_Your task_
Reproduce every one of the records below word for word, without changing anything.

_Dataset rows_
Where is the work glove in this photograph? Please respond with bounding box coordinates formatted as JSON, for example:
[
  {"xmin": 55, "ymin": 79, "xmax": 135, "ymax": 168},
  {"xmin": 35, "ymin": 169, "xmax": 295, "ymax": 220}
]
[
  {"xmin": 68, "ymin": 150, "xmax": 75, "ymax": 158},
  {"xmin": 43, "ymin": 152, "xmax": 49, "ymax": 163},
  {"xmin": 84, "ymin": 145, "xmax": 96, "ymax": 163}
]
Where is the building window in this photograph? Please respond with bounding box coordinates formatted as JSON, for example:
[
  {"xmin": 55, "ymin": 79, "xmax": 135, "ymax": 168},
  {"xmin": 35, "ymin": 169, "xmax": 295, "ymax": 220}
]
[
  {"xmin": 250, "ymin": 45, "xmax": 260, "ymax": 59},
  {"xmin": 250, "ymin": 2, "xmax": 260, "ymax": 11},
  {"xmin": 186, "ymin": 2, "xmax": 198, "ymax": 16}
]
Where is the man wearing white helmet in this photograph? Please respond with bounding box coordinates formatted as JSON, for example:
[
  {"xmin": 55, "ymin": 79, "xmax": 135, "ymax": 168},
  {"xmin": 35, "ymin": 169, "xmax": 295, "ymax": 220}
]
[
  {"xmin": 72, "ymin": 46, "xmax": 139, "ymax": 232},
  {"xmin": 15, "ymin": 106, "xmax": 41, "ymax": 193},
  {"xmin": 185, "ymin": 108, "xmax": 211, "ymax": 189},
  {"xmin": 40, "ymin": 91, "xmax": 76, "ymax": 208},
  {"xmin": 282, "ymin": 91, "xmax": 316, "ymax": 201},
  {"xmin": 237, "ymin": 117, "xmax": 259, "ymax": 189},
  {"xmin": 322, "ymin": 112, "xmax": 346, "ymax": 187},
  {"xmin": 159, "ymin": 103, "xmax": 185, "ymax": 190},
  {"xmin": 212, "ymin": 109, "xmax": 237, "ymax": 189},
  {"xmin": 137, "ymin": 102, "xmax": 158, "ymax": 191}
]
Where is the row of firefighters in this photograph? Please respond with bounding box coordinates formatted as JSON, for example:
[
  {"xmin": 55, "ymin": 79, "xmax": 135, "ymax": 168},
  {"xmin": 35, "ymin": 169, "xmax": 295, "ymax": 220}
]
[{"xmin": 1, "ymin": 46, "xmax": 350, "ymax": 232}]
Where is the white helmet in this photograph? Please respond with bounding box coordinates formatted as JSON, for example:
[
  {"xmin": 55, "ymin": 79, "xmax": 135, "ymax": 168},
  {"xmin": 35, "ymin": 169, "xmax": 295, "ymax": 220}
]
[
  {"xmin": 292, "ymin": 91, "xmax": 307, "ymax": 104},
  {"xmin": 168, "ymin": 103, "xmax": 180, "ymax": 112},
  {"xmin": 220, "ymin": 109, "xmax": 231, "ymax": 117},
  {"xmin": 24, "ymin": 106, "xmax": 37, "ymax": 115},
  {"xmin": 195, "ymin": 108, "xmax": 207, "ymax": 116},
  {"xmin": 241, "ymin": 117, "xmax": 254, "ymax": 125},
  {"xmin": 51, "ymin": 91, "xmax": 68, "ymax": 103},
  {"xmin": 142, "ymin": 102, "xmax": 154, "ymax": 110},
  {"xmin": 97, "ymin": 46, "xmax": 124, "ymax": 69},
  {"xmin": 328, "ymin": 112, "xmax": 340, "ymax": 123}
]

_Output of the task_
Where is the work glove in this photograph? Please respond with bounding box coordinates formatted as JSON, for example:
[
  {"xmin": 55, "ymin": 79, "xmax": 135, "ymax": 168},
  {"xmin": 35, "ymin": 169, "xmax": 295, "ymax": 220}
]
[
  {"xmin": 68, "ymin": 150, "xmax": 75, "ymax": 158},
  {"xmin": 43, "ymin": 152, "xmax": 49, "ymax": 163},
  {"xmin": 84, "ymin": 145, "xmax": 96, "ymax": 163}
]
Where is the building window in this photograph? Please respond with bounding box coordinates formatted as JSON, for example:
[
  {"xmin": 55, "ymin": 79, "xmax": 135, "ymax": 168},
  {"xmin": 35, "ymin": 169, "xmax": 295, "ymax": 220}
]
[
  {"xmin": 250, "ymin": 45, "xmax": 260, "ymax": 59},
  {"xmin": 250, "ymin": 2, "xmax": 260, "ymax": 11},
  {"xmin": 186, "ymin": 2, "xmax": 198, "ymax": 16}
]
Where is the man wearing white helmet in this photograph? Please respond with bounding box coordinates formatted as JSON, for example:
[
  {"xmin": 55, "ymin": 79, "xmax": 135, "ymax": 168},
  {"xmin": 35, "ymin": 169, "xmax": 295, "ymax": 220}
]
[
  {"xmin": 72, "ymin": 46, "xmax": 139, "ymax": 232},
  {"xmin": 15, "ymin": 106, "xmax": 41, "ymax": 193},
  {"xmin": 185, "ymin": 108, "xmax": 211, "ymax": 189},
  {"xmin": 40, "ymin": 91, "xmax": 76, "ymax": 208},
  {"xmin": 282, "ymin": 91, "xmax": 316, "ymax": 201},
  {"xmin": 237, "ymin": 117, "xmax": 259, "ymax": 189},
  {"xmin": 322, "ymin": 112, "xmax": 346, "ymax": 187},
  {"xmin": 159, "ymin": 103, "xmax": 185, "ymax": 190},
  {"xmin": 212, "ymin": 109, "xmax": 237, "ymax": 189},
  {"xmin": 137, "ymin": 102, "xmax": 158, "ymax": 191}
]
Where is the row of firefighters in this photograph? Please respond with bounding box coordinates formatted as JSON, for example:
[
  {"xmin": 55, "ymin": 79, "xmax": 135, "ymax": 168},
  {"xmin": 35, "ymin": 169, "xmax": 295, "ymax": 220}
]
[{"xmin": 1, "ymin": 46, "xmax": 350, "ymax": 232}]
Where is the white helmet in this photograph? Please respond with bounding box coordinates formatted as JSON, for example:
[
  {"xmin": 55, "ymin": 79, "xmax": 135, "ymax": 168},
  {"xmin": 35, "ymin": 169, "xmax": 295, "ymax": 220}
]
[
  {"xmin": 292, "ymin": 91, "xmax": 307, "ymax": 104},
  {"xmin": 168, "ymin": 103, "xmax": 180, "ymax": 112},
  {"xmin": 220, "ymin": 109, "xmax": 231, "ymax": 117},
  {"xmin": 24, "ymin": 106, "xmax": 37, "ymax": 115},
  {"xmin": 195, "ymin": 108, "xmax": 207, "ymax": 116},
  {"xmin": 241, "ymin": 117, "xmax": 254, "ymax": 125},
  {"xmin": 51, "ymin": 91, "xmax": 68, "ymax": 103},
  {"xmin": 142, "ymin": 102, "xmax": 154, "ymax": 110},
  {"xmin": 97, "ymin": 46, "xmax": 124, "ymax": 69},
  {"xmin": 328, "ymin": 112, "xmax": 340, "ymax": 123}
]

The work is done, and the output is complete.